**DATA SUPPLIED**.
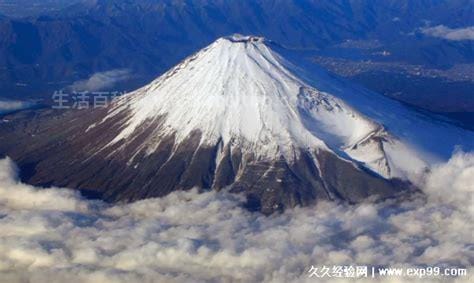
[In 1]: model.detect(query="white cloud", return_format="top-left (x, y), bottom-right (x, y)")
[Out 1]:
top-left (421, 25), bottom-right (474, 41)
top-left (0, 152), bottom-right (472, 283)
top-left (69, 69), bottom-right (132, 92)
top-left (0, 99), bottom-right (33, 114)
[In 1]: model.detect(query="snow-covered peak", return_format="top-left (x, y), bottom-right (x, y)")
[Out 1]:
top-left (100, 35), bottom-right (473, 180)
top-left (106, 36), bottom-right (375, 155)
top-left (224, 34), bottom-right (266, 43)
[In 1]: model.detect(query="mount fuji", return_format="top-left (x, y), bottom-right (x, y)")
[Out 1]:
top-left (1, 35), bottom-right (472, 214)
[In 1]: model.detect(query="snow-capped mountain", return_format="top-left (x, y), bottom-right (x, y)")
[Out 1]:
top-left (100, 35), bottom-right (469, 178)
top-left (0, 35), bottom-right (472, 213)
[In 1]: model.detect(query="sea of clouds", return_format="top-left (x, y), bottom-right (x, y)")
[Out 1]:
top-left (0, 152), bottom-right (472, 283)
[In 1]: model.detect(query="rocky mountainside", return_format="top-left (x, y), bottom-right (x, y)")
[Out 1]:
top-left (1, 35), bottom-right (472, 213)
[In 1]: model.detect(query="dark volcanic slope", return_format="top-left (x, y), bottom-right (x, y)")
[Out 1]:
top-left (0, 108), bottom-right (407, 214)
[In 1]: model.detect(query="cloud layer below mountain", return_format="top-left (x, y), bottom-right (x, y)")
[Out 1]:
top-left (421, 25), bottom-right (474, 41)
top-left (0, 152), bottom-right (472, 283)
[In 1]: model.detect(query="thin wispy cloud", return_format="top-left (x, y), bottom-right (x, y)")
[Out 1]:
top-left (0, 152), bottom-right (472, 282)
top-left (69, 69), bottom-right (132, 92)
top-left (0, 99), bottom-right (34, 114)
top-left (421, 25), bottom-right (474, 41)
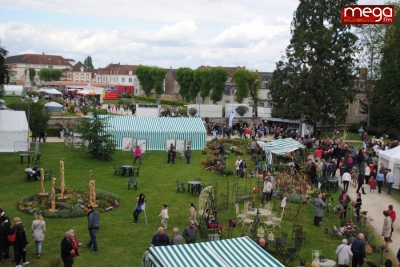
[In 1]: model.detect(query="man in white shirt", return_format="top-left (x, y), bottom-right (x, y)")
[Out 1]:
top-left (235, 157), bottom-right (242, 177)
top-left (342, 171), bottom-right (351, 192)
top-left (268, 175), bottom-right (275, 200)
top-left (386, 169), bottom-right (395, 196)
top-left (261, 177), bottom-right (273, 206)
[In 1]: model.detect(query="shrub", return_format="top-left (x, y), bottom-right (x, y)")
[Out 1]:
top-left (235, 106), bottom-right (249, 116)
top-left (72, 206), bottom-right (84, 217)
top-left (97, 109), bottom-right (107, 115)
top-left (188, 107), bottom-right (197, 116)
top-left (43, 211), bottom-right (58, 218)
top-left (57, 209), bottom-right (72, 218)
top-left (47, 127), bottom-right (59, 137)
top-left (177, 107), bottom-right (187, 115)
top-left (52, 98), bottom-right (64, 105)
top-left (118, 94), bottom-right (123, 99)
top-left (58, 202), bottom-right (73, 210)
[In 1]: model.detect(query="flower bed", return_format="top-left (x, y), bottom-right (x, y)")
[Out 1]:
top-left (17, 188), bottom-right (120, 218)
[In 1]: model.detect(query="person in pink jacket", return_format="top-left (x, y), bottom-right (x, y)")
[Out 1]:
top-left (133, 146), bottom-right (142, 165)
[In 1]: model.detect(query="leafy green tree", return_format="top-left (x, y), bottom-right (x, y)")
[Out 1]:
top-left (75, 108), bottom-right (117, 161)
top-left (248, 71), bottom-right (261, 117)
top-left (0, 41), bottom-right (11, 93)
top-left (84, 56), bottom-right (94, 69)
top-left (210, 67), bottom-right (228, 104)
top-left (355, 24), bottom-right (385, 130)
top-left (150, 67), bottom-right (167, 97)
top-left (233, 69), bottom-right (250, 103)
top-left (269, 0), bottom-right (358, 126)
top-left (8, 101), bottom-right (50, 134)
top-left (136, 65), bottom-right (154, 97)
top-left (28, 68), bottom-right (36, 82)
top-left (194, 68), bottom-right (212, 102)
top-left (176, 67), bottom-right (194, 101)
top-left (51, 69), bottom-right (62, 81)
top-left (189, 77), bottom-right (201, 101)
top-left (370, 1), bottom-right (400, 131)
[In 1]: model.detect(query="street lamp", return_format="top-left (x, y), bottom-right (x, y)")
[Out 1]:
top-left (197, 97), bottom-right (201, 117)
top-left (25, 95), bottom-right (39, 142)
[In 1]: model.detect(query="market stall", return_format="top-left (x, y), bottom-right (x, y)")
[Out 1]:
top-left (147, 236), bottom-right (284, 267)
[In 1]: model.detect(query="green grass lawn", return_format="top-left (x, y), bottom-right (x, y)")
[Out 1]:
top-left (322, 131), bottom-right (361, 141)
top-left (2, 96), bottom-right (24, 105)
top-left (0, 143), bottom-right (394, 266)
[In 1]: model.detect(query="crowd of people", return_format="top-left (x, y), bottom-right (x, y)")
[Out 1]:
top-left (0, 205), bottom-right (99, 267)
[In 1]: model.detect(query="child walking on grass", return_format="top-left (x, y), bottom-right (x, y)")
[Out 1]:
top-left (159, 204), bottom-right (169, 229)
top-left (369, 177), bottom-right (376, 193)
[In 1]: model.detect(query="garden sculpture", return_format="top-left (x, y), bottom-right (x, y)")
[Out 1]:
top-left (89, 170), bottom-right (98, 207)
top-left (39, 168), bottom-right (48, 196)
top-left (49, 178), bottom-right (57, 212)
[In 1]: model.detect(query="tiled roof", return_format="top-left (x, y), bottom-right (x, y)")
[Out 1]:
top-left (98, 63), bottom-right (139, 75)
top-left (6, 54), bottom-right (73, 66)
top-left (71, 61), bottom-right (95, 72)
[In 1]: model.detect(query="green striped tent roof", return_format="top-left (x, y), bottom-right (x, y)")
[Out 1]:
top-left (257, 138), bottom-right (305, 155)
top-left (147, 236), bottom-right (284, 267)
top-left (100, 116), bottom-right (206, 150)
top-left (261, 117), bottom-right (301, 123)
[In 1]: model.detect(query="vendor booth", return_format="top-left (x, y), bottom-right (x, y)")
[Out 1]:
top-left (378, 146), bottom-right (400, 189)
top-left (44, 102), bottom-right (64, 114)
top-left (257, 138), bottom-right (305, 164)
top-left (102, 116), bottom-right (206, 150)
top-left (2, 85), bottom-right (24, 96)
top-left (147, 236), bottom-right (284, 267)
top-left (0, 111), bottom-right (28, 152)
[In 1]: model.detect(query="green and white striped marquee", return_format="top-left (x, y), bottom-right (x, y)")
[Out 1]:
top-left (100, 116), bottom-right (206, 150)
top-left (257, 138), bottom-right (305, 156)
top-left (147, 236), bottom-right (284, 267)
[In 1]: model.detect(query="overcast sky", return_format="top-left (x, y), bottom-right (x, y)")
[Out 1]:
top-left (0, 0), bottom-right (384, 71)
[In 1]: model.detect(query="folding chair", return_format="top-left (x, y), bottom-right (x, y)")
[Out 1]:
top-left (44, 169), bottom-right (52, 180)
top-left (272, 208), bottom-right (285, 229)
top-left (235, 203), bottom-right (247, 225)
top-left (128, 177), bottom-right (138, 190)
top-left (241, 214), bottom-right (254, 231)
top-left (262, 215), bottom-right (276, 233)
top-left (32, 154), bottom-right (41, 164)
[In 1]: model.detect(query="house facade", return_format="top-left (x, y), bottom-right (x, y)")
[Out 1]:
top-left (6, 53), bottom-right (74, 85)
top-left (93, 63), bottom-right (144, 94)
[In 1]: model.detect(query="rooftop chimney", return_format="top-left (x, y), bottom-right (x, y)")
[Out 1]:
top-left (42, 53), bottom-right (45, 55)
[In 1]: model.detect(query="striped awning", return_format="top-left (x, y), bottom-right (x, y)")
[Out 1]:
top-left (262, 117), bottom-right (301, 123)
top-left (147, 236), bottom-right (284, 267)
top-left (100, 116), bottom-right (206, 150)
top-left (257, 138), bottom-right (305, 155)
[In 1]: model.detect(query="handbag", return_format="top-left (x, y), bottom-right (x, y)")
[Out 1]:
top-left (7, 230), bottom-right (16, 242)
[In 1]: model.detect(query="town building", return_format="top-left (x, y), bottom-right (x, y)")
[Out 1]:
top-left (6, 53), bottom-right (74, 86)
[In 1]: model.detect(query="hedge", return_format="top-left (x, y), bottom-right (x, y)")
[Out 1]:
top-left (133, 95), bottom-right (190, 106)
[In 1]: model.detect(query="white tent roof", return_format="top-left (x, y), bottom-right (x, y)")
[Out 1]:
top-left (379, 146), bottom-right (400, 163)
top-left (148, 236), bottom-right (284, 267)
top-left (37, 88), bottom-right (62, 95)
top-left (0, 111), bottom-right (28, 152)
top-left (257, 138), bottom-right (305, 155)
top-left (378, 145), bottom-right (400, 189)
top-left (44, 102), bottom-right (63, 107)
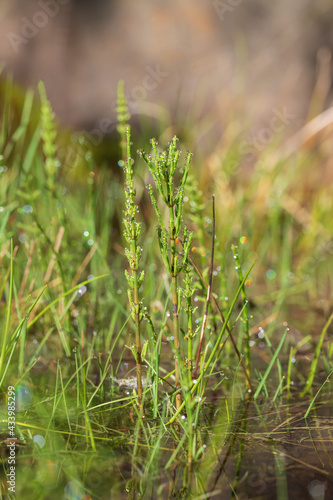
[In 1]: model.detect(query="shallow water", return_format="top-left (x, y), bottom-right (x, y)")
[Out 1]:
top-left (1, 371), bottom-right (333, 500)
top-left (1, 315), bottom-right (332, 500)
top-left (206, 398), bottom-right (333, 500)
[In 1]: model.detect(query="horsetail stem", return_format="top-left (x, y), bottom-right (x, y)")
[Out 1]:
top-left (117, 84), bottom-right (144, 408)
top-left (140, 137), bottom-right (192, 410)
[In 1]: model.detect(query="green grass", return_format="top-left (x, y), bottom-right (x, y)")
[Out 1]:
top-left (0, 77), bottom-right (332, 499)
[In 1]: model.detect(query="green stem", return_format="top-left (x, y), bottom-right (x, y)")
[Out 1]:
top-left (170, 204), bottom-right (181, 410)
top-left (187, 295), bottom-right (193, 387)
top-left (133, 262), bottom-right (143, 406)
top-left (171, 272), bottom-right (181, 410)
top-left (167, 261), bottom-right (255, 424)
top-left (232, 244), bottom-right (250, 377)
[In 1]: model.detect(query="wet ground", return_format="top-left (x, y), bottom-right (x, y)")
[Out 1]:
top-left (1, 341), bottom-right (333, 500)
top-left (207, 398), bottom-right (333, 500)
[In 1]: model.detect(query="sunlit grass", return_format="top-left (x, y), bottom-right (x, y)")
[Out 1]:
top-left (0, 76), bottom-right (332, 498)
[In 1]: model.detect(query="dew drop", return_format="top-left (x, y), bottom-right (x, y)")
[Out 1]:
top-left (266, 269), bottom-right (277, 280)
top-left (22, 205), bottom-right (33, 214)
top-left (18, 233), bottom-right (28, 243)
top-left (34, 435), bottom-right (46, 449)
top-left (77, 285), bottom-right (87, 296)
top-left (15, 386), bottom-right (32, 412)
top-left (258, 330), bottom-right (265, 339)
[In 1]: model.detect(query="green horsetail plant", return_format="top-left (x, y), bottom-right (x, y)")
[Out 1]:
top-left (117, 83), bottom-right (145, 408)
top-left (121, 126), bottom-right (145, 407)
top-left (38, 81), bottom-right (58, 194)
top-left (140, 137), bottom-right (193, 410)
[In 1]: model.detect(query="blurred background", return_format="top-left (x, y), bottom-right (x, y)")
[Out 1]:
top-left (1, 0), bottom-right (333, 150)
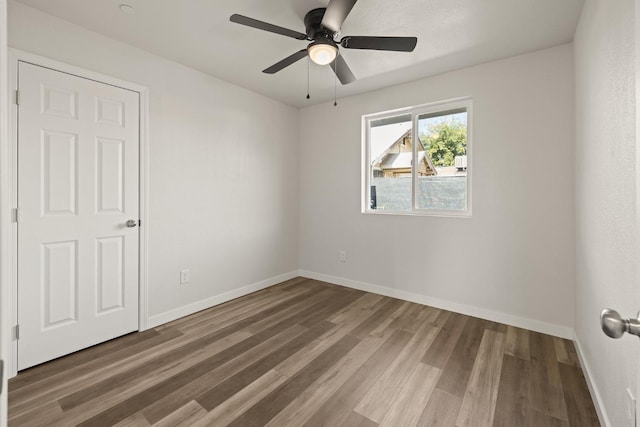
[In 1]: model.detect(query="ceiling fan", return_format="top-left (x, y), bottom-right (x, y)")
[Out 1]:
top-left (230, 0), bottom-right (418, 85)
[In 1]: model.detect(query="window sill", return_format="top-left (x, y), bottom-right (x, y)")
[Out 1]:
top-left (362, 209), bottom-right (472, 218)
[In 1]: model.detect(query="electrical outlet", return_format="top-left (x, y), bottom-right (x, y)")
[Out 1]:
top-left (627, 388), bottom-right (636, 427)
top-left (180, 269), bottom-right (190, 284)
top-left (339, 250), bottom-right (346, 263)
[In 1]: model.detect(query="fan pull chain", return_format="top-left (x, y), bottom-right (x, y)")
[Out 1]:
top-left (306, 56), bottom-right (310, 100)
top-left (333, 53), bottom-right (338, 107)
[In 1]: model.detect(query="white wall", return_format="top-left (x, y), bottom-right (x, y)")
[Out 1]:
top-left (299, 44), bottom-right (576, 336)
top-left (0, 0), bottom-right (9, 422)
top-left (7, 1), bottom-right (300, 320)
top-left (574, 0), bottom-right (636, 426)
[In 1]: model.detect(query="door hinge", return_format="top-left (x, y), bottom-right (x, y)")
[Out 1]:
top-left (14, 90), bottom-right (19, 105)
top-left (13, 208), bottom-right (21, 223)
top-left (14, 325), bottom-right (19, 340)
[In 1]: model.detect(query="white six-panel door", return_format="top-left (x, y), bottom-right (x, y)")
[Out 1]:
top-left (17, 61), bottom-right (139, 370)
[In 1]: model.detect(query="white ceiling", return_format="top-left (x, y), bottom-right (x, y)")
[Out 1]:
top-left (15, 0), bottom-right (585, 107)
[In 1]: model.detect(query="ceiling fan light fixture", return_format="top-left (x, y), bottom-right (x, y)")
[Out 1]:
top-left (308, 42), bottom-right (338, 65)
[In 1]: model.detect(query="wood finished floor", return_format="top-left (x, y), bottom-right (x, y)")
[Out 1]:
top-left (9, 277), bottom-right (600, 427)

**WORK ORDER**. Of all the lines in the data above, show only those that hold the word "snow".

**ANSWER AREA**.
[In 1]: model.detect(query="snow-covered peak", return_format="top-left (x, y), bottom-right (x, y)")
[In 1]: model.detect(query="snow-capped mountain", return_format="top-left (x, y), bottom-right (x, y)")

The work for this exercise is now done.